WHAT TO WORK ON:
All entries should be copied exactly; the pictures stay out.

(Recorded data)
======

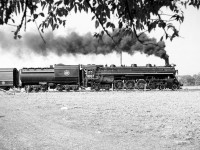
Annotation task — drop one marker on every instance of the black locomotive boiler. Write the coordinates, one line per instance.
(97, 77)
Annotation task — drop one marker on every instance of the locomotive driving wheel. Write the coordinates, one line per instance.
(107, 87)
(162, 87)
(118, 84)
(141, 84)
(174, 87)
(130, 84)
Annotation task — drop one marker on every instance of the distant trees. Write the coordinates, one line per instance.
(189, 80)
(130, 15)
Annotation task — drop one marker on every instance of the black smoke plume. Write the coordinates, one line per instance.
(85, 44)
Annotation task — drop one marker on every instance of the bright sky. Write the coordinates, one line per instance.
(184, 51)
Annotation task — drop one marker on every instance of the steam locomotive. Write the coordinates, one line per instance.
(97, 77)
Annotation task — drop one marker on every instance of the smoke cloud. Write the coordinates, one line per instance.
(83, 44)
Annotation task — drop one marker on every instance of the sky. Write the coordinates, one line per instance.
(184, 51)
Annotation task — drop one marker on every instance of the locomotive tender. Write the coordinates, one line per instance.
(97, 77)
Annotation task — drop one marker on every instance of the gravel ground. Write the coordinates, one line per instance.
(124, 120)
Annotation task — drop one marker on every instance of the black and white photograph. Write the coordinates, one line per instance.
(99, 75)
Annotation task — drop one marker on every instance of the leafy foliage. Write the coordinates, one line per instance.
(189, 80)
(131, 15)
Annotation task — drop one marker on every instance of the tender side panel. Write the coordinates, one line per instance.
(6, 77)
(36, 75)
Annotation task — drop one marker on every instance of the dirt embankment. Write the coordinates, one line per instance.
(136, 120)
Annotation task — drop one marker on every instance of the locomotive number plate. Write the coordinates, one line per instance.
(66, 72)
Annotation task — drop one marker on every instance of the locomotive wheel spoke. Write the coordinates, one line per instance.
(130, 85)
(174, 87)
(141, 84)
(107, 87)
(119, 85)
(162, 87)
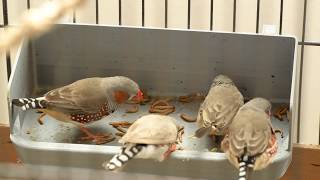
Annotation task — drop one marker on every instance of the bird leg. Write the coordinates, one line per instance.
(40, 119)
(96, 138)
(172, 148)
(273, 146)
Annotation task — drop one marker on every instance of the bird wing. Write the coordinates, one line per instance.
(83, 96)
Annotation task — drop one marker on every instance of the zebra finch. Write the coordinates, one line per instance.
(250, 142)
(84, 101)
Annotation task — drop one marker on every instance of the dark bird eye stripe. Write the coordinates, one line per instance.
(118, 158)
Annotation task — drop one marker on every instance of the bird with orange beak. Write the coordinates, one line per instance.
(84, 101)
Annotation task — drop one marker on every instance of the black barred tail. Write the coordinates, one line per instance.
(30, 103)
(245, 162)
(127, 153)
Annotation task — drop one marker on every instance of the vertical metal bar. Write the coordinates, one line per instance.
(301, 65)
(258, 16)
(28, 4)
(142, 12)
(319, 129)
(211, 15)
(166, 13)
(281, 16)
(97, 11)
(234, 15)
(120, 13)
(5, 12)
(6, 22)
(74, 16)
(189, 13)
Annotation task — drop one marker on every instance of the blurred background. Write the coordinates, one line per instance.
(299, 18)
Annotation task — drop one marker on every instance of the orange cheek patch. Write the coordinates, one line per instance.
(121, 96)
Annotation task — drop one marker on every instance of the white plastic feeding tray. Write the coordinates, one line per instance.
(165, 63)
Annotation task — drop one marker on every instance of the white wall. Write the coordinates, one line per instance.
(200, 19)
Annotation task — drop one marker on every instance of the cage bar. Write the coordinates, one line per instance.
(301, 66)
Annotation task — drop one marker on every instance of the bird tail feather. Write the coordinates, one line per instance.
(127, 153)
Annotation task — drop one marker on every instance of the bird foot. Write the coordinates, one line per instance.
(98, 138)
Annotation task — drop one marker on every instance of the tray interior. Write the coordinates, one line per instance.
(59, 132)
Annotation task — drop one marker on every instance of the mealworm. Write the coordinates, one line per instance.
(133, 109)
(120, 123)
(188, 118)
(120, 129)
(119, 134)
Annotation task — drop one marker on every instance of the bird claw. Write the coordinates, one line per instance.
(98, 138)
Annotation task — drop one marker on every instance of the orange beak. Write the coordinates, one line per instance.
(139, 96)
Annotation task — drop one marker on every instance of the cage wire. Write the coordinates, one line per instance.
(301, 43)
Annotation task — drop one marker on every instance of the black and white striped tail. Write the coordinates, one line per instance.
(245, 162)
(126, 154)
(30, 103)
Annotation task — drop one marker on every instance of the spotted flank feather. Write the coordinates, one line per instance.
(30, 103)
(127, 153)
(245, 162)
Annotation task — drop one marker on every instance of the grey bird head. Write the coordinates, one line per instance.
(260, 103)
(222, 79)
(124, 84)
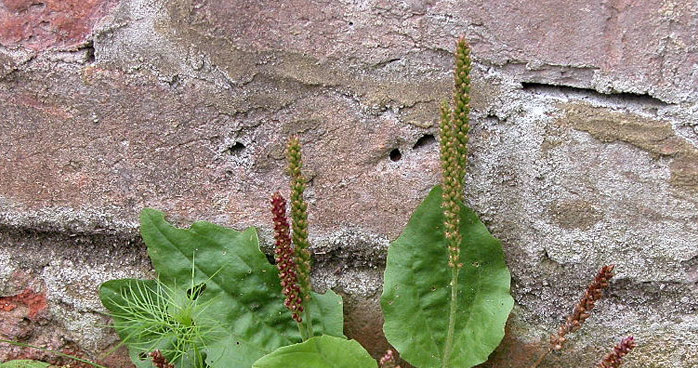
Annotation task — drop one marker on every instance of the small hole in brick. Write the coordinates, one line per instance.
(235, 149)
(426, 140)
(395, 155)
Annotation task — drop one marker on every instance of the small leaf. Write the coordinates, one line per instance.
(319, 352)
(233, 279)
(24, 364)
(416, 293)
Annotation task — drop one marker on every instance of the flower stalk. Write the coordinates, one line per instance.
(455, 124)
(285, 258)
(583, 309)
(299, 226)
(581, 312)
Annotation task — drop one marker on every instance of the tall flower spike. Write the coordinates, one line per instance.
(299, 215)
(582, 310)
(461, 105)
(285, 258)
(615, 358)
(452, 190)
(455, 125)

======

SOLUTION TO THIS EXERCISE:
Annotation task — drop one marker on every instance of the black locomotive boiler. Write the coordinates, one line per instance.
(97, 77)
Annotation task — drop one marker on every instance of the locomotive driving wheel. Write the coordinates, one line per instance.
(107, 87)
(162, 87)
(118, 84)
(141, 84)
(174, 87)
(130, 84)
Annotation task — drop one marker on every instance of the distant trees. Write the coordinates, one line per instance.
(189, 80)
(130, 15)
Annotation task — drop one marker on every instance of the black smoke plume. Write the coordinates, one line per instance.
(85, 44)
Annotation task — drop one marker on every instance of the bright sky. Write the coordinates, one line per instance.
(184, 51)
Annotation task — drop one marker on every instance of the steam locomotive. Write the coordinates, one line per instance.
(97, 77)
Annotation task — drop one marker on every instance of the smoke cloud. Write the coordinates, one line per instance.
(83, 44)
Annotation task — drop one marker on every instance of the sky. Write the coordinates, one line per instance.
(184, 51)
Annotation task — drop one marker on every instance of the locomotive tender. Write the coordinates, one line per instance.
(97, 77)
Annotation task — drop one marker on every instance of the gravel ground. Write the coordinates, one line per instance.
(124, 120)
Annotation task — drop one marker on every instance of the black and white photograph. Write the coordinates, one line per instance.
(99, 75)
Annotation task — drop one marker on every instance of the leafy foliage. Write the coordinates, one line per instance.
(189, 80)
(131, 15)
Annotation task — drop one marker on every instance of the tender side panel. Write the coordinates, one line per instance.
(6, 77)
(36, 75)
Annotation task — drop one marker on every instance of the dirt embankment. Write the coordinates, one line per instance.
(136, 120)
Annotation task — drop one marker on every instance of the locomotive number plate. Write the coordinates, one line per instance.
(66, 72)
Annotation task — drop one marker on every instance of the locomotive wheel spoke. Write the coordinates, one line per instance.
(130, 85)
(174, 87)
(141, 84)
(107, 87)
(119, 85)
(162, 87)
Annotation task — drop one marker on every instance of the bird leg. Write the coordinates, one line per instance.
(40, 119)
(96, 138)
(172, 148)
(273, 146)
Annotation task — drop one marker on every instance of the bird wing. Write the coordinates, one line per instance.
(83, 96)
Annotation task — drop one marker on every instance of the zebra finch. Write the coordinates, one line per instance.
(250, 142)
(84, 101)
Annotation task — drop one marker on every instance of the dark bird eye stripe. Write the coordinates, one line per instance.
(118, 158)
Annotation task — drop one marker on every instance of the bird with orange beak. Write the coordinates, one line per instance.
(84, 101)
Annotation task — drop one marker on every instance of the black barred tail. Write the coordinates, one line per instance.
(30, 103)
(245, 162)
(127, 153)
Annotation task — drop one marker on every instance of the vertical metal bar. Write the coordinates, one line per instance.
(301, 65)
(258, 16)
(28, 4)
(142, 12)
(319, 129)
(211, 15)
(166, 13)
(281, 16)
(97, 11)
(234, 15)
(120, 13)
(5, 12)
(6, 22)
(74, 16)
(189, 13)
Annotation task — drop one marker on every instance of the blurred background. Write the coordinates, one line per instance.
(299, 18)
Annotation task — drop one marker on every instance of the orange cheek patch. Write the coordinates, one line per instance.
(121, 96)
Annotation task — drop one marker on every instance of the white plastic feeding tray. Write the coordinates, one line per instance.
(165, 63)
Annotation task — drop one marker on every instance of the white wall. Write the coordinates, one line per instance.
(200, 19)
Annotation task — drop one marker on every instance of the cage bar. Write the coordinates, one line per instance.
(301, 66)
Annotation task — drop one marker on every instance of the bird tail feather. Write the coordinates, one line per instance.
(127, 153)
Annotation task — drop one marker on every instance of the bird foot. Write the coordinates, one line per instance.
(98, 138)
Annotation task — drop one marker on every instance of the tray interior. Write the coordinates, one line per instance.
(59, 132)
Annotation task — drop one marker on every instance of the mealworm. Write the coordinates, one line per instance.
(133, 109)
(120, 123)
(188, 118)
(120, 129)
(119, 134)
Annotation task — drop one marker on every instance of the bird claw. Write the coordinates, one line per instance.
(98, 138)
Annotation task — drop one marker on every instance of the orange beak. Write the coordinates, one line per instance.
(139, 96)
Annotation task — drop one marker on every instance of the cage wire. Write the coordinates, one line per instance.
(301, 43)
Annotation task — drop one marker on every instance of the black and white striped tail. Write the coordinates, one line per instance.
(245, 162)
(126, 154)
(30, 103)
Annotation task — drop one marker on every instance of the spotted flank feather. Write the coordinates, one line per instance.
(30, 103)
(127, 153)
(245, 162)
Annotation task — drop one marker on every instance of the grey bird head. Write the coordinates, one line per instance.
(260, 103)
(222, 79)
(124, 84)
Annotation task — drop one marker on every instance of the small hole in brick. Write the coordinates, one line per instance.
(235, 149)
(426, 140)
(395, 155)
Annotation task — drop one marker on every instance of the small leaf. Write the coordinates, one line per instance.
(319, 352)
(233, 279)
(24, 364)
(416, 293)
Annotation task — drop one marker on every instance of the flower stalk. Write the coordinates, one line per instance.
(455, 124)
(285, 258)
(583, 309)
(299, 226)
(581, 312)
Annotation task — drop one marker on every instance of the tall flower spike. Write the coordinates, one line per instance.
(299, 215)
(582, 310)
(461, 105)
(285, 258)
(615, 358)
(452, 190)
(455, 125)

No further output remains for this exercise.